[Opening TEXT EXCERPT section]

Montgomery Township borders Wheatland Township on the east, Weaubleau Township on the south, and Tyler Township, also on the south.

=== Water bodies ===

- Little Pomme de Terre River: A branch of the Pomme de Terre River. It rises in southern Wheatland, north through Montgomery into Benton, and then joins the Pomme de Terre River near Fairfield.
- Montgomery Branch: A river that rises in central Wheatland, flows northwest into Montgomery, and then empties into the Little Pomme de Terre River.
- Weaubleau Creek: The creek enters Tyler Township from Polk County. It flows into southwest Montgomery and then into St. Clair County before joining the Osage River.

==Buildings==

===Education===

- Miller School: In central Montgomery. It was named after an early settler in the area.
- Cross Lane School: Named because of its proximity to a crossroads.
- Prairie Grove School: In west Montgomery. Another name for it is Wilson School, named after a family in the area.
- Quincy School: In central Montgomery. It was named after the town.
- Union School: Borders on northwest Montgomery and Benton. It was named after the fact that the school is located in two counties.

[Closing TEXT EXCERPT section]

_EXERCISE DIRECTIONS_:
Extract, word for word, the portion of the Montgomery Township text that starts at the words "Montgomery Township borders" and ends after the words "the Osage River.". These records were drawn from a separate source, not from the Montgomery Township text.

[Opening MATERIAL PROVIDED section]

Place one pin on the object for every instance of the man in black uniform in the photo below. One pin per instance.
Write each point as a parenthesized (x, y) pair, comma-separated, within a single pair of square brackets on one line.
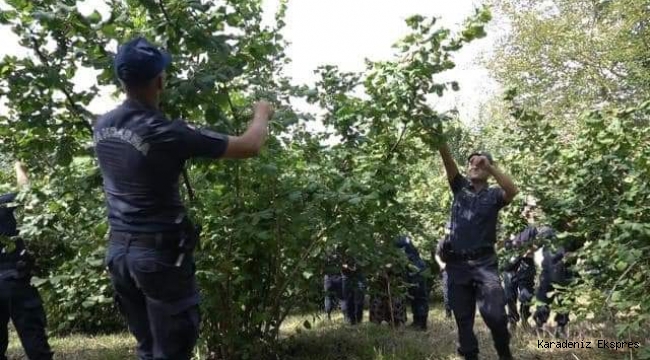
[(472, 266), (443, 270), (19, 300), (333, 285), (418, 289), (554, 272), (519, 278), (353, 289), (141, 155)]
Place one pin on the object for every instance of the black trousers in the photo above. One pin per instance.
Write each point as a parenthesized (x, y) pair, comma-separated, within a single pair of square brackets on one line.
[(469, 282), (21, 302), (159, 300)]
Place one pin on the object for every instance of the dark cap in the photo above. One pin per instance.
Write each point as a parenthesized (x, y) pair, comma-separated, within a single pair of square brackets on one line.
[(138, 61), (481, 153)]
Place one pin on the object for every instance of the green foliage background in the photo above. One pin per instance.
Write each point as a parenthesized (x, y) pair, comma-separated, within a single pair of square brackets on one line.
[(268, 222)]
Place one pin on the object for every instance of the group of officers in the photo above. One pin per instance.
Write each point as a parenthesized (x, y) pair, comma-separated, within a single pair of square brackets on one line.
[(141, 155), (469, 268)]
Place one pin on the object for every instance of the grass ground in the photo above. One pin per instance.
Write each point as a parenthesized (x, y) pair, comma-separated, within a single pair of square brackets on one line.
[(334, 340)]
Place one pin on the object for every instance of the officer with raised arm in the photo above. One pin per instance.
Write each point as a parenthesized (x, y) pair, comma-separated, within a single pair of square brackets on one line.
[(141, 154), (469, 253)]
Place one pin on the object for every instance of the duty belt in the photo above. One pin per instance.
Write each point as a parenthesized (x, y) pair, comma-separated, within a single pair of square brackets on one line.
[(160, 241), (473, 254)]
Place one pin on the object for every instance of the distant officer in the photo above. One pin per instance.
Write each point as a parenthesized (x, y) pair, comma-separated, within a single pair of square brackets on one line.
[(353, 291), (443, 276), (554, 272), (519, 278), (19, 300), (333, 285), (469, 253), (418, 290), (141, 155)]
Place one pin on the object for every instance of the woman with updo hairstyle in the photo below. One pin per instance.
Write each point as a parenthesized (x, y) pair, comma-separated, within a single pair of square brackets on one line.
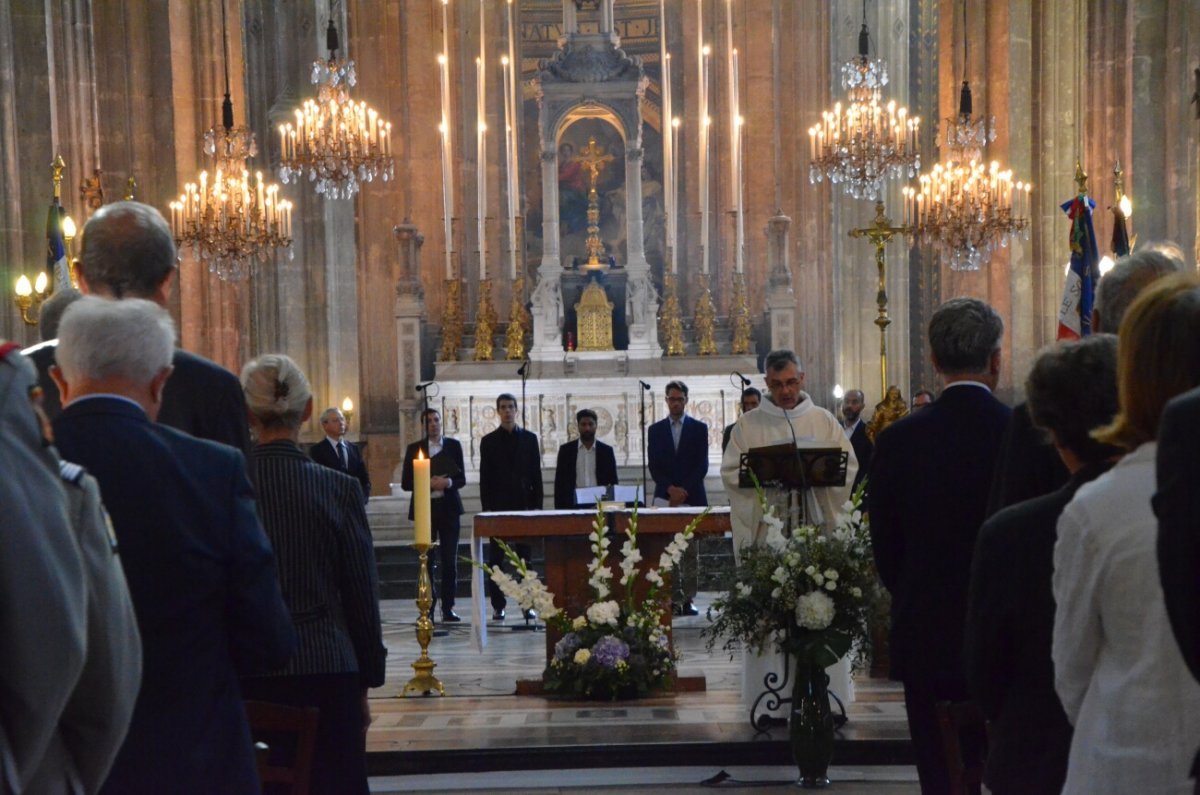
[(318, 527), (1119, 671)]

[Closing MATERIAL PROVIDED section]
[Opening MATERIAL PROVIDED section]

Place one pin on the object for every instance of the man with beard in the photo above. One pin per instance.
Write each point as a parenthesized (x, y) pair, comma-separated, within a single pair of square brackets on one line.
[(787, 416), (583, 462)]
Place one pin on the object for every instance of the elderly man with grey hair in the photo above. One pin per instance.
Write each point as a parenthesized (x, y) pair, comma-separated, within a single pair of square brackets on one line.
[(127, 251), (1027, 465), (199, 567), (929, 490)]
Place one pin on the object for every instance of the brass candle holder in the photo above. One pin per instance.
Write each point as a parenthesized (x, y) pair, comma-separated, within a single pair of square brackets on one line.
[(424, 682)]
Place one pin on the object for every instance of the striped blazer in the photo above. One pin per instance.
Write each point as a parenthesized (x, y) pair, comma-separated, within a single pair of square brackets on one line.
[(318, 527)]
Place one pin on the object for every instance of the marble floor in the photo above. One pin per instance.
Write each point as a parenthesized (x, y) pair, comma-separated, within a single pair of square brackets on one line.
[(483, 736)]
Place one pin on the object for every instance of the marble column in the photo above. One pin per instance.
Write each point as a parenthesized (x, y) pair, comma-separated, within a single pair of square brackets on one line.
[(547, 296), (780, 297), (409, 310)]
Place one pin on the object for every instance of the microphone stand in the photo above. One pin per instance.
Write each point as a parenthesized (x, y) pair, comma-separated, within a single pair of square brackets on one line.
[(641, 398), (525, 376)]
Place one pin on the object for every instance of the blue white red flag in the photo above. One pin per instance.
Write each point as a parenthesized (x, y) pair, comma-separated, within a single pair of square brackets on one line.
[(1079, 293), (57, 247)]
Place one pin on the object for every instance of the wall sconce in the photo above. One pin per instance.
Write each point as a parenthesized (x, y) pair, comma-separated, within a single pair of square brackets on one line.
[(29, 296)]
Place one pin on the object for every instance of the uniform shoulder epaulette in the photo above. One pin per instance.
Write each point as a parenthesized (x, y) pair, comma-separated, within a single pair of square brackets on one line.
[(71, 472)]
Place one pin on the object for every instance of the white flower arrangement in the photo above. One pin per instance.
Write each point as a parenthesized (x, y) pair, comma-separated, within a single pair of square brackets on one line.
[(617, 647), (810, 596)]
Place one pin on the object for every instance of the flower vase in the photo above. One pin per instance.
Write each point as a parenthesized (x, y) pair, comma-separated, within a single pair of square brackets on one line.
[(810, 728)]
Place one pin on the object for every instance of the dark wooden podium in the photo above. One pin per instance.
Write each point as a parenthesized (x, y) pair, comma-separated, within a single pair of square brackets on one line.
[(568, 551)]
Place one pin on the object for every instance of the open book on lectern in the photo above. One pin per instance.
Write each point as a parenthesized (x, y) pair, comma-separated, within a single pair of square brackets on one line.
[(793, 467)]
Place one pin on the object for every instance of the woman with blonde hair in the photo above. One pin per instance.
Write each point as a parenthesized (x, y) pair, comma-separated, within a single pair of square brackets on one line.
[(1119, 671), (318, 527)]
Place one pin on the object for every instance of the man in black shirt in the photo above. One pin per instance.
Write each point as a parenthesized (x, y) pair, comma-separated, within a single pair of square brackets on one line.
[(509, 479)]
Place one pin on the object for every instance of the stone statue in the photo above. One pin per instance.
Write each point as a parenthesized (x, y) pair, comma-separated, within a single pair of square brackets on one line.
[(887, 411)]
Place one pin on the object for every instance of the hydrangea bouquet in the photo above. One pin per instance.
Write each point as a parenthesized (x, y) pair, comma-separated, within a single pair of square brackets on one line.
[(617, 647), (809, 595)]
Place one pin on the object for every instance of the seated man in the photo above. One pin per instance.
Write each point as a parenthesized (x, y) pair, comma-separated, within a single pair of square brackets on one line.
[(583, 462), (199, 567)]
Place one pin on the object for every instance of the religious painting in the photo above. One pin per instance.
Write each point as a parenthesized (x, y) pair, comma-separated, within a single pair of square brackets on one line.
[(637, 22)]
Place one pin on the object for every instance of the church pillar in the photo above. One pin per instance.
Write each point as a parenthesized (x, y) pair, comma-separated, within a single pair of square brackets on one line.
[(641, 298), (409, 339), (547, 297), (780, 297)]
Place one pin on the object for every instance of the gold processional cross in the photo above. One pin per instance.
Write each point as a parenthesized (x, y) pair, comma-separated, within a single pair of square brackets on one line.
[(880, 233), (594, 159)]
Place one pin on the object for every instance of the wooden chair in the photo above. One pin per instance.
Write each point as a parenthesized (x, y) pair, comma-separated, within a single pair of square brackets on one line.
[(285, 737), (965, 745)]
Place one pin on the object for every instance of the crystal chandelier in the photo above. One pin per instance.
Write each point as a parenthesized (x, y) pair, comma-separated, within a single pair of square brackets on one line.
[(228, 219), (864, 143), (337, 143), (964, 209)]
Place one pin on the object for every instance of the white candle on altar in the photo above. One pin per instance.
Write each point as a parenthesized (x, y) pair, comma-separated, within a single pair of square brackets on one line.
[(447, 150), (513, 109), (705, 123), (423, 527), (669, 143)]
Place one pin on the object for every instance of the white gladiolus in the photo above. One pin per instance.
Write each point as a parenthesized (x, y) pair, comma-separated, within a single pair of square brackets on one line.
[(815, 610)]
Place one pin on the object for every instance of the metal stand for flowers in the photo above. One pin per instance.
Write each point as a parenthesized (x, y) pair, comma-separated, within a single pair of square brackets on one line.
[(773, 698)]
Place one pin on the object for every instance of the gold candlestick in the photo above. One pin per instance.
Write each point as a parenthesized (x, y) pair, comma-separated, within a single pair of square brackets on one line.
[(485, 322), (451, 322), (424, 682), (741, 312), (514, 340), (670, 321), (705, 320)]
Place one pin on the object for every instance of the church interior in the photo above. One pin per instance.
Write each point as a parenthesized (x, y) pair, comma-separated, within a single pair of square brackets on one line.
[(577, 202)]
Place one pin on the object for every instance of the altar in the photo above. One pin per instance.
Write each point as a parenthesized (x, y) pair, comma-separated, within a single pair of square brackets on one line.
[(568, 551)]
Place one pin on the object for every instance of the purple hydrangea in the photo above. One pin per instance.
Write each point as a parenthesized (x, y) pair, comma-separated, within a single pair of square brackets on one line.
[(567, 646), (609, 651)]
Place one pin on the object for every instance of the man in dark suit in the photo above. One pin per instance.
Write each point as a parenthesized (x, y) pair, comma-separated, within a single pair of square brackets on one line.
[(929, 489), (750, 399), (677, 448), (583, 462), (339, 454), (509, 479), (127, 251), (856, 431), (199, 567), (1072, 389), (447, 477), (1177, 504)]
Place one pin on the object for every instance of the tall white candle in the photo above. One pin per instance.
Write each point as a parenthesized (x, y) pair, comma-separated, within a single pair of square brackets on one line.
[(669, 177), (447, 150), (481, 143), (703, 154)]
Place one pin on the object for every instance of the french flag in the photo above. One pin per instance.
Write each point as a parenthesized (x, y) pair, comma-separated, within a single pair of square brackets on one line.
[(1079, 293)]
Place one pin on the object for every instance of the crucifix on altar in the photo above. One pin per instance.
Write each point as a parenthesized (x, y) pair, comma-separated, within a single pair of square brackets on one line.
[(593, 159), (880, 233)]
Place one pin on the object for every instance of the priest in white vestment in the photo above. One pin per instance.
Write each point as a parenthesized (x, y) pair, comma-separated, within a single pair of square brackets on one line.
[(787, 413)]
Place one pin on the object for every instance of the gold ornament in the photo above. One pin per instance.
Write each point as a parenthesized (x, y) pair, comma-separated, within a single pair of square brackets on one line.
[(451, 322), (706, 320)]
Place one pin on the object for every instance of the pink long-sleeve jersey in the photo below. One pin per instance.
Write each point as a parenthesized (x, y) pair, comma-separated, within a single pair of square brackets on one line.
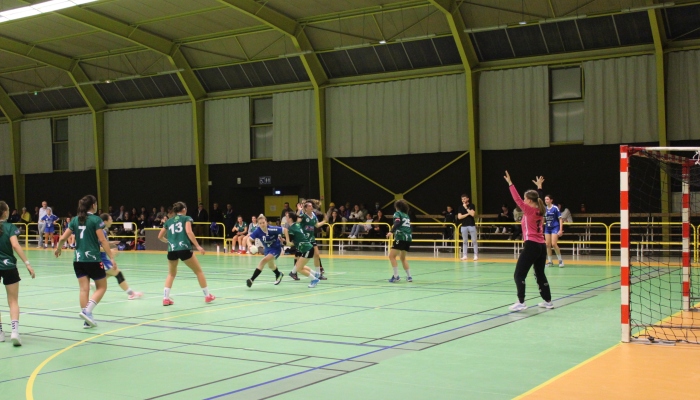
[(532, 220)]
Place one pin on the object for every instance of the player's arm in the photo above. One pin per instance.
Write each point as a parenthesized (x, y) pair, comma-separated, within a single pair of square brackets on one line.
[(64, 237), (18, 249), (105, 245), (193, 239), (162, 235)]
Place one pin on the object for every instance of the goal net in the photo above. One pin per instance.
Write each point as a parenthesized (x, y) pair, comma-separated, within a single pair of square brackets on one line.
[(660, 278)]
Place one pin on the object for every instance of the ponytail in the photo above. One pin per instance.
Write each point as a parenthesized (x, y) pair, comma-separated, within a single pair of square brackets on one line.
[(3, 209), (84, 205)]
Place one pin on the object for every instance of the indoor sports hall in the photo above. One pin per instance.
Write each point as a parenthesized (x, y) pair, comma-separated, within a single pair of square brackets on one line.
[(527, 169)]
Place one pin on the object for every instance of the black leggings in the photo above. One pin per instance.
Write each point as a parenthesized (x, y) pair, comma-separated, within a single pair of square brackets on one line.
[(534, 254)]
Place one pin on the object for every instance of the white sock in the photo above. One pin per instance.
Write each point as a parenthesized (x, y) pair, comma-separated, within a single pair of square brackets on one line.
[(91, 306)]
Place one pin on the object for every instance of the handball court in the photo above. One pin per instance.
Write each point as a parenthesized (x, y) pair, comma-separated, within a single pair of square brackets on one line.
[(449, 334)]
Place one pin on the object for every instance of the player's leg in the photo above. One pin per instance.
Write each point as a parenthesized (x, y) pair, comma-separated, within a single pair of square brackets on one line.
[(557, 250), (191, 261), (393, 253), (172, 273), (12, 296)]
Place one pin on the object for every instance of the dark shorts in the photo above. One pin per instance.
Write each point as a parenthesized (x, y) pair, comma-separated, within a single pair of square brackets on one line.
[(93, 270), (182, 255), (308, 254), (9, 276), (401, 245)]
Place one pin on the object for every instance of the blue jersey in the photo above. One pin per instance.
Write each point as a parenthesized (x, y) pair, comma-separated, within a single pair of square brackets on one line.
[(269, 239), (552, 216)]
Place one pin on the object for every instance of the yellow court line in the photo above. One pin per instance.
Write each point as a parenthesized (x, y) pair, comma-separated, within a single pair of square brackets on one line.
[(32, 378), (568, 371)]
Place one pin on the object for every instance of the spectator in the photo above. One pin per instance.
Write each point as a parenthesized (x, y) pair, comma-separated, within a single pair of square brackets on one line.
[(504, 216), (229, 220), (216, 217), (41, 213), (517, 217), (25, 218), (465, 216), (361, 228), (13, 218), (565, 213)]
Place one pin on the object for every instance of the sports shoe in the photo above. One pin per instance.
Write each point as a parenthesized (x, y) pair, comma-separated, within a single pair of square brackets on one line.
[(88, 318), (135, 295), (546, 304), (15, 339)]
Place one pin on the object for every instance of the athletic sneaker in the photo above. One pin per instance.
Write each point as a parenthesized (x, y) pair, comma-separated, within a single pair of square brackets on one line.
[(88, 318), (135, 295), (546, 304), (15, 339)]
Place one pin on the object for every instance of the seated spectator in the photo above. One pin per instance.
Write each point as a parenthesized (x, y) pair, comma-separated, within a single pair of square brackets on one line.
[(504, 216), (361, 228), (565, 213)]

[Closing MATERIAL PROVIDED section]

_SOLUTION TO THIS TASK_:
Montgomery Township borders Wheatland Township on the east, Weaubleau Township on the south, and Tyler Township, also on the south.

=== Water bodies ===

- Little Pomme de Terre River: A branch of the Pomme de Terre River. It rises in southern Wheatland, north through Montgomery into Benton, and then joins the Pomme de Terre River near Fairfield.
- Montgomery Branch: A river that rises in central Wheatland, flows northwest into Montgomery, and then empties into the Little Pomme de Terre River.
- Weaubleau Creek: The creek enters Tyler Township from Polk County. It flows into southwest Montgomery and then into St. Clair County before joining the Osage River.